------ Извлечённые записи ------
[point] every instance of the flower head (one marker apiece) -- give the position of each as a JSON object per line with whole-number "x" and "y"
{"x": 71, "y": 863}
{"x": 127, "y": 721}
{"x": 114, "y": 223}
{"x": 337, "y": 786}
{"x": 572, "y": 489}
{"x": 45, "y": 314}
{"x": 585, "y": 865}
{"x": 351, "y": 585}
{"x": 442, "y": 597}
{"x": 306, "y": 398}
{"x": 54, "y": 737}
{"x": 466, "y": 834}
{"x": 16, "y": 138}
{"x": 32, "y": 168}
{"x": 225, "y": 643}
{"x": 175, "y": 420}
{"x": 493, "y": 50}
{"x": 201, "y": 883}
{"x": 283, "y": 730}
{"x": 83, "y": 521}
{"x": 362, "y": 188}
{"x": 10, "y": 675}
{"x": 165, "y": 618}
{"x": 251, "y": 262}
------
Перепишите весь приведённый выше материал без изменений, сохраняя каждую строку.

[point] every instance of the flower head (one marker apiece) -- give the position of each as a JSON object per line with whole-number "x" and "y"
{"x": 71, "y": 863}
{"x": 127, "y": 721}
{"x": 114, "y": 223}
{"x": 337, "y": 786}
{"x": 572, "y": 489}
{"x": 45, "y": 314}
{"x": 585, "y": 865}
{"x": 351, "y": 585}
{"x": 442, "y": 597}
{"x": 306, "y": 398}
{"x": 54, "y": 737}
{"x": 466, "y": 834}
{"x": 16, "y": 138}
{"x": 32, "y": 168}
{"x": 225, "y": 643}
{"x": 175, "y": 420}
{"x": 493, "y": 50}
{"x": 201, "y": 883}
{"x": 283, "y": 730}
{"x": 83, "y": 521}
{"x": 362, "y": 188}
{"x": 10, "y": 675}
{"x": 165, "y": 618}
{"x": 251, "y": 262}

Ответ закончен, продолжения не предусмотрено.